▶ WHAT THIS TASK INVOLVES
Repeat the records below word for word, leaving out the pictures.

▶ RECORD LIST
====

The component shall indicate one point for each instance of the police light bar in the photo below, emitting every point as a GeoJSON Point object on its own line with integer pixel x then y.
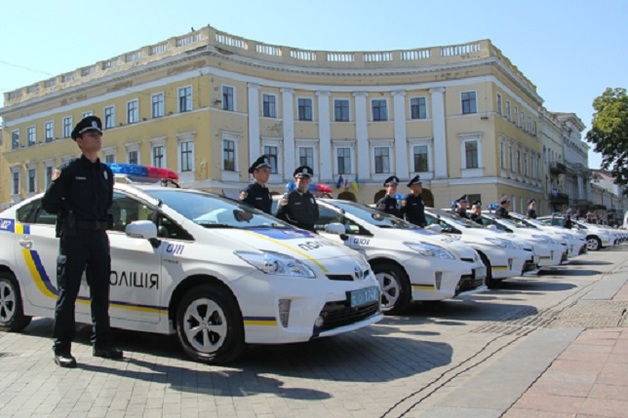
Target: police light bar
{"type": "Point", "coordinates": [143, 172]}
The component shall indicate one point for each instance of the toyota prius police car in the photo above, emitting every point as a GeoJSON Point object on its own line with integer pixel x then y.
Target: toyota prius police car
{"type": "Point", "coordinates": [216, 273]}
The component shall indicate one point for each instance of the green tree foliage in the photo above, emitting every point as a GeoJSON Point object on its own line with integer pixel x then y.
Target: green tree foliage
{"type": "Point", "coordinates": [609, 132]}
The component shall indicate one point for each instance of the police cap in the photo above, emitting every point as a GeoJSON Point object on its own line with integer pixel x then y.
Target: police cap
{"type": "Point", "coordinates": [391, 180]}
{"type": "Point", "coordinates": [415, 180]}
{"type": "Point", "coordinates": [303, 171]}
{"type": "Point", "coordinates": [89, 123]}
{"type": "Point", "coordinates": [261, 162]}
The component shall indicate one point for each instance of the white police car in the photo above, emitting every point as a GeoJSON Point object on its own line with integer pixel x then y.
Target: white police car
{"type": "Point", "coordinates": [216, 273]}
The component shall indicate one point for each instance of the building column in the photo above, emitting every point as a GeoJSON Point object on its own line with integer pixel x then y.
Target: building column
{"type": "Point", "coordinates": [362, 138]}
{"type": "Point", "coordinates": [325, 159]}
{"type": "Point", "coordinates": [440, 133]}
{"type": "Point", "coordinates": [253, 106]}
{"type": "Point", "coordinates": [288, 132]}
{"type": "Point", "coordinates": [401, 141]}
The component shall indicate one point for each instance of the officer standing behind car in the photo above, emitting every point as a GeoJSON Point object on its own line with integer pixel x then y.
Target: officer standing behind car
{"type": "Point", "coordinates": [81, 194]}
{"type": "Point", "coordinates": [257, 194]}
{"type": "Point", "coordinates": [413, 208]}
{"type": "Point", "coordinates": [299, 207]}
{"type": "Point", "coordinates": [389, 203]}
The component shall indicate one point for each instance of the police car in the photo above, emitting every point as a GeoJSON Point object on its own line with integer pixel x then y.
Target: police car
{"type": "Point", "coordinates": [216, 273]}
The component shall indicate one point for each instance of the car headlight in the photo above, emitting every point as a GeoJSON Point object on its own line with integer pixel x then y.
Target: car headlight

====

▶ IN RESPONSE
The component shall indicate one point for each instance of the police light bar in the photo below, emitting every point as a GeoJSON Point object on its own line with integer pixel x then y.
Target: police light bar
{"type": "Point", "coordinates": [143, 172]}
The component shall indicate one point for each instance of the toyota prius police car in the photo above, emitting every point as a GeoJSON Point object on its own line with integer pixel x then y.
Target: toyota prius police car
{"type": "Point", "coordinates": [216, 273]}
The component shall indicate one point for each instance of the green tree foliage in the photo above, emitting every point as a GeoJSON Point object on its own line with integer pixel x then y.
Target: green tree foliage
{"type": "Point", "coordinates": [609, 132]}
The component shall indicate one point for each instance of the police cap in the photo above, emitting every point as a GeoJSON Point object on its own line with integer pixel x then y.
Target: police cap
{"type": "Point", "coordinates": [391, 180]}
{"type": "Point", "coordinates": [415, 180]}
{"type": "Point", "coordinates": [303, 171]}
{"type": "Point", "coordinates": [89, 123]}
{"type": "Point", "coordinates": [261, 162]}
The component shall indicate one point for each instance of the white police car in the photo above, emitting every point as a GeoJSON Point object on its own line with integer pixel x then y.
Target: white police car
{"type": "Point", "coordinates": [216, 273]}
The component shall indicate one point for each instance of the building column in the photo above, emitting every point as a GeoJSON Point object on its own line with integer pixel x then y.
Target: building column
{"type": "Point", "coordinates": [362, 138]}
{"type": "Point", "coordinates": [325, 159]}
{"type": "Point", "coordinates": [440, 133]}
{"type": "Point", "coordinates": [253, 106]}
{"type": "Point", "coordinates": [288, 132]}
{"type": "Point", "coordinates": [401, 141]}
The component shall indicate one point for each instance of the officer standing behind car in the photo above, emitting every point as a GeoJSON Point object on its own line with integer pixel x then y.
Target: officer standing behind car
{"type": "Point", "coordinates": [81, 194]}
{"type": "Point", "coordinates": [257, 194]}
{"type": "Point", "coordinates": [413, 208]}
{"type": "Point", "coordinates": [299, 207]}
{"type": "Point", "coordinates": [389, 203]}
The component shall indicate one point for each instance of the police car in the photo above, emitting every point as a GeoJSON Point object on its own line with integer pixel x then y.
Target: police car
{"type": "Point", "coordinates": [216, 273]}
The component shall indicate one point for each instance of the car headlight in the photo above, emitting every point as a GeoJSON Point object on its own line with integer pixel x then y.
Target: car headlight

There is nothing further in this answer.